__What the task asks__:
Copy every one of the following items word for word, with no changes.

=-=-=

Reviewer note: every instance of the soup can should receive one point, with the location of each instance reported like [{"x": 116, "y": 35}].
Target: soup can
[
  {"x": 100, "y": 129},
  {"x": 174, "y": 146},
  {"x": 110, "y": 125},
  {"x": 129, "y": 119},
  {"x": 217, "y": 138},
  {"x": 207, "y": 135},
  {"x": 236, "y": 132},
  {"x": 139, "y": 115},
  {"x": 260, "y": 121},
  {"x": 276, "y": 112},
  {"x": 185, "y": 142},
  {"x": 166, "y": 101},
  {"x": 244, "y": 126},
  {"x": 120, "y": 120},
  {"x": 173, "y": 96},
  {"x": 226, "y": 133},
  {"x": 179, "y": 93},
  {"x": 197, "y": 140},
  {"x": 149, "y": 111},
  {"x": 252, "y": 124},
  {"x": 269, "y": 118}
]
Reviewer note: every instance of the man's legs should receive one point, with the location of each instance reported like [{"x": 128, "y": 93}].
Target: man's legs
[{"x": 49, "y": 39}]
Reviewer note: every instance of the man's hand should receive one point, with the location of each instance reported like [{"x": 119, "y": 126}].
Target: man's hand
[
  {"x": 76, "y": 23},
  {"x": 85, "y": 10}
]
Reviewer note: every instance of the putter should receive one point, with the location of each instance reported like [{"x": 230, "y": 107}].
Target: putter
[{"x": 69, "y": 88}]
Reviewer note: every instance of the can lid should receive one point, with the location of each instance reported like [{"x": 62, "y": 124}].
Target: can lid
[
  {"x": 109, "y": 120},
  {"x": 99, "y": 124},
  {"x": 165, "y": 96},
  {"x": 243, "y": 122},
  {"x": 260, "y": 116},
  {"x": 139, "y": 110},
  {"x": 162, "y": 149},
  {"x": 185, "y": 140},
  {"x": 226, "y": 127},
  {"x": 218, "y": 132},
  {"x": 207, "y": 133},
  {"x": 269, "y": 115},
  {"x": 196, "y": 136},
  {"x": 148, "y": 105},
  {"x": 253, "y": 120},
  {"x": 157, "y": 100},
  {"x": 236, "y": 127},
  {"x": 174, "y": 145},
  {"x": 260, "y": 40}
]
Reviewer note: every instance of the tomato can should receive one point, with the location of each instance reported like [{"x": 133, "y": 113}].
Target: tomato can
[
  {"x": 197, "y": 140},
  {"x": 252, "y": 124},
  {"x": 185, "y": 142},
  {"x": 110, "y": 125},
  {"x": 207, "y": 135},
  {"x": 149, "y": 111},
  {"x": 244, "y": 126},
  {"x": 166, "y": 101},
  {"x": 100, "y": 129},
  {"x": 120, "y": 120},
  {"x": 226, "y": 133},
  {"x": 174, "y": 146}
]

=-=-=

__The result__:
Reviewer note: every instance of the soup can should receive one point, with the location of each instance reported like [{"x": 116, "y": 35}].
Target: soup can
[
  {"x": 100, "y": 129},
  {"x": 174, "y": 146},
  {"x": 110, "y": 125},
  {"x": 129, "y": 119},
  {"x": 217, "y": 138},
  {"x": 207, "y": 135},
  {"x": 236, "y": 132},
  {"x": 139, "y": 115},
  {"x": 260, "y": 121},
  {"x": 276, "y": 112},
  {"x": 185, "y": 142},
  {"x": 166, "y": 101},
  {"x": 244, "y": 126},
  {"x": 120, "y": 120},
  {"x": 173, "y": 96},
  {"x": 226, "y": 133},
  {"x": 179, "y": 93},
  {"x": 197, "y": 140},
  {"x": 149, "y": 111},
  {"x": 252, "y": 124},
  {"x": 269, "y": 118}
]
Reviewer note: every instance of the man's legs should receive one point, with the location of each instance reported like [{"x": 128, "y": 93}].
Target: man's legs
[{"x": 49, "y": 39}]
Reviewer note: every instance of the man's hand should receive one point, with the location of each instance reported like [{"x": 119, "y": 126}].
Target: man's hand
[
  {"x": 76, "y": 23},
  {"x": 85, "y": 10}
]
Reviewer note: every instance of the putter should receive one point, with the location of each instance reported like [{"x": 230, "y": 107}].
Target: putter
[{"x": 69, "y": 88}]
Reviewer note: every instance of the can lid should receive one point, with the location of each instance reported like [{"x": 62, "y": 124}].
Target: can lid
[
  {"x": 109, "y": 120},
  {"x": 99, "y": 124},
  {"x": 165, "y": 96},
  {"x": 243, "y": 122},
  {"x": 260, "y": 116},
  {"x": 139, "y": 110},
  {"x": 162, "y": 149},
  {"x": 185, "y": 140},
  {"x": 226, "y": 127},
  {"x": 218, "y": 132},
  {"x": 207, "y": 133},
  {"x": 269, "y": 115},
  {"x": 196, "y": 136},
  {"x": 148, "y": 105},
  {"x": 253, "y": 120},
  {"x": 157, "y": 100},
  {"x": 236, "y": 127},
  {"x": 174, "y": 145},
  {"x": 260, "y": 40}
]
Reviewer note: every instance of the tomato can should receive one point, with the location of each instance reported like [{"x": 133, "y": 113}].
Target: tomato can
[
  {"x": 197, "y": 140},
  {"x": 252, "y": 124},
  {"x": 185, "y": 142},
  {"x": 110, "y": 125},
  {"x": 207, "y": 135},
  {"x": 149, "y": 111},
  {"x": 244, "y": 126},
  {"x": 166, "y": 101},
  {"x": 100, "y": 129},
  {"x": 120, "y": 120},
  {"x": 226, "y": 133},
  {"x": 174, "y": 146}
]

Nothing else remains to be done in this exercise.